__Your instructions__. Rewrite the records below, replacing every "one per line" with "each on its own line" and changing nothing else.
=== Exercise input ===
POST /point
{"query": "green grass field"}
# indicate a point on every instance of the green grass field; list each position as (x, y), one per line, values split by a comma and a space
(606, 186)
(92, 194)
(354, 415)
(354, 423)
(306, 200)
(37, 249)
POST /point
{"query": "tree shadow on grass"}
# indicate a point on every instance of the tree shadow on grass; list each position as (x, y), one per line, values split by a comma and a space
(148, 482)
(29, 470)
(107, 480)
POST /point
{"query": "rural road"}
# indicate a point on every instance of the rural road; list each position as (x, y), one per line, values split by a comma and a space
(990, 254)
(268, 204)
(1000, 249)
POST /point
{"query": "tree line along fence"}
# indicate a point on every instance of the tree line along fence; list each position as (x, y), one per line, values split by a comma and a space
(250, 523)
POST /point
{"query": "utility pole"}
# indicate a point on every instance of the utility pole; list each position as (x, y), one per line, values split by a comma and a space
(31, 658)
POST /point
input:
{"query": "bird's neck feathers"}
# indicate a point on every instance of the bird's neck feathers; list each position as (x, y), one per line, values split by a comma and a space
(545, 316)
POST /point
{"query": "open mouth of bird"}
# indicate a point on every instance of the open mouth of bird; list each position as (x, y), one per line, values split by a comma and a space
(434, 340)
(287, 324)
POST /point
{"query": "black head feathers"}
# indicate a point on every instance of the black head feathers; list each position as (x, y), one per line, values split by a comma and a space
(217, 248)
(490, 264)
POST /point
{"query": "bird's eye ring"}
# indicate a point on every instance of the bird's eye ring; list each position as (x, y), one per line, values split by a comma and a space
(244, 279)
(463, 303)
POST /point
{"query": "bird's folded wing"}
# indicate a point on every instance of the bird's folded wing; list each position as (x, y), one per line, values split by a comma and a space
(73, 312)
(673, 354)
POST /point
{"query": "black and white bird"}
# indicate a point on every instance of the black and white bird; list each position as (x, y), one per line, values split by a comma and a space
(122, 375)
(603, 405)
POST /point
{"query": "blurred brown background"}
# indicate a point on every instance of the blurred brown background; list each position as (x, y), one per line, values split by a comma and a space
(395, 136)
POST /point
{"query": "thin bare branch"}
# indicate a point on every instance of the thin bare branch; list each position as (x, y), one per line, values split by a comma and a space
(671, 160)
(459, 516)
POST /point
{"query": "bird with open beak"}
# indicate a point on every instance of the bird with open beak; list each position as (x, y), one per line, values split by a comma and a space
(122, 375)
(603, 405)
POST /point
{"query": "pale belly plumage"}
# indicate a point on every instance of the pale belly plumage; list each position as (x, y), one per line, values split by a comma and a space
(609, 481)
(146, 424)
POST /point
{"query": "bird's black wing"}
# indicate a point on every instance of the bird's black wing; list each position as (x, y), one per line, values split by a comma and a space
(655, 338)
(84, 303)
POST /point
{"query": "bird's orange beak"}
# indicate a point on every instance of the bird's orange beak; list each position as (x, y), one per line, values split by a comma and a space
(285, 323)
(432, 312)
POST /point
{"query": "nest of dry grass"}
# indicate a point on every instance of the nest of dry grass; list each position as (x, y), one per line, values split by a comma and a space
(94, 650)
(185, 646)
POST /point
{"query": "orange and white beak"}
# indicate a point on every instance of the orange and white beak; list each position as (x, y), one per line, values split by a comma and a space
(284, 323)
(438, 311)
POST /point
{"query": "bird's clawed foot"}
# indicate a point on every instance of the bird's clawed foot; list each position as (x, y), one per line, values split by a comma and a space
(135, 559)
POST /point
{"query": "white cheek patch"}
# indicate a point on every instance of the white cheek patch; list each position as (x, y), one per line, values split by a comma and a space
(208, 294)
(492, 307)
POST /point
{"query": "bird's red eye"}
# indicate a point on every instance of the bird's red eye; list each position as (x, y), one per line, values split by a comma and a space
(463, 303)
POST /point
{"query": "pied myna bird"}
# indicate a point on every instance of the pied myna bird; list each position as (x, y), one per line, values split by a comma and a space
===
__Written solution__.
POST /point
{"query": "green grass field"}
# indicate a point on every instance of the green grass field; list each position as (x, y), each on its own line, values split by a comma and a space
(606, 186)
(92, 194)
(354, 415)
(354, 423)
(306, 200)
(37, 249)
POST /point
{"query": "tree shadow on grass"}
# indicate a point on every instance of the tree shadow on grass; list each position as (x, y), each on its own line, values split by a comma and a space
(148, 482)
(29, 470)
(107, 480)
POST /point
{"query": "rural road"}
# indicate a point on every instance of the rural road; list each position as (x, y), each on its own line, values split by a comma and a space
(990, 254)
(268, 204)
(1000, 249)
POST /point
{"query": "tree line along fence"}
# indicate a point on every instance of the tree line along fence; list each position as (x, y), each on its own line, values split by a comma and a space
(250, 523)
POST /point
{"query": "utility pole"}
# indicate a point on every instance of the utility pole; list each position as (x, y), each on its own line, values split by a comma and a space
(31, 658)
POST /point
input:
{"query": "bird's neck feathers"}
# indicate a point on every instance of the bird's neck feathers; list each position as (x, y), each on its own line, values split by a comma and a space
(545, 316)
POST /point
{"query": "open mouth of bird"}
# indicate a point on every instance of the open mouth of bird; list each position as (x, y), each on its own line, values split by a comma and a space
(434, 340)
(287, 324)
POST /point
{"query": "black head feathers"}
# indicate a point on every instance of the black head feathers; list each position as (x, y), each on its own line, values split by a comma and a space
(217, 248)
(490, 264)
POST /point
{"query": "bird's eye ring"}
# indicate a point on every instance of the bird's eye ring; list each position as (x, y), each on its own line, values split by a comma and a space
(244, 279)
(463, 303)
POST /point
{"query": "bird's folded wing"}
# indicate a point on every instance of the bird's folded wing; list each position as (x, y), each on its own line, values split by a comma and a space
(73, 312)
(673, 354)
POST /point
{"query": "black and white bird"}
# indicate a point on every instance of the black and white bird; list each position as (x, y), each on its own line, values split by a comma and a space
(122, 375)
(603, 405)
POST /point
{"query": "blurred brown background"}
# indicate a point on every instance of the blurred brown background; list each position as (x, y), each on its own line, values split by a comma and a space
(395, 136)
POST /point
{"query": "thin bare branch"}
# indicate a point on every instance of the thin bare branch; list each position as (x, y), each on its own line, values split by a comma and a space
(671, 160)
(459, 516)
POST /point
{"query": "bird with open beak"}
# indicate a point on every instance of the bird with open beak; list each position as (x, y), each on its own line, values split by a comma and a space
(122, 375)
(603, 405)
POST /point
{"query": "pale belly plumage"}
# indicate a point on every instance of the pale belly plumage; list each position as (x, y), each on its own line, values split by a comma and a space
(609, 481)
(146, 424)
POST /point
{"query": "bird's black wing"}
# indicate a point on every instance of the bird's black wing; list each position as (x, y), each on its own line, values split by a comma and a space
(655, 338)
(84, 303)
POST /point
{"query": "bird's orange beak"}
# indicate a point on every instance of the bird's orange beak; list each position as (x, y), each on its own line, values split by a comma and a space
(285, 323)
(432, 312)
POST /point
{"query": "nest of dry grass"}
# indicate a point on every instance of the nest of dry grass; list each position as (x, y), each on its own line, values split by a comma and a space
(94, 650)
(185, 646)
POST /point
{"query": "orange and white beak"}
# indicate a point on every instance of the orange and white beak; list each position as (x, y), each on its own line, values split by a comma and a space
(284, 323)
(438, 311)
POST /point
{"query": "bird's clawed foot"}
# indicate a point on every instance of the bird's clawed foot; list each position as (x, y), each on its own line, values split by a comma and a space
(135, 559)
POST /point
{"query": "white cheek patch"}
# indicate a point on every instance of the white cheek patch; list each position as (x, y), each on its own line, values split by a comma and a space
(208, 294)
(492, 307)
POST /point
{"query": "bird's red eye"}
# indicate a point on every instance of the bird's red eye; list each position as (x, y), each on its own line, values split by a comma and a space
(463, 303)
POST /point
{"query": "pied myna bird"}
# indicate a point on every instance of the pied myna bird; list each position as (x, y), each on its own line, values split by a comma and a space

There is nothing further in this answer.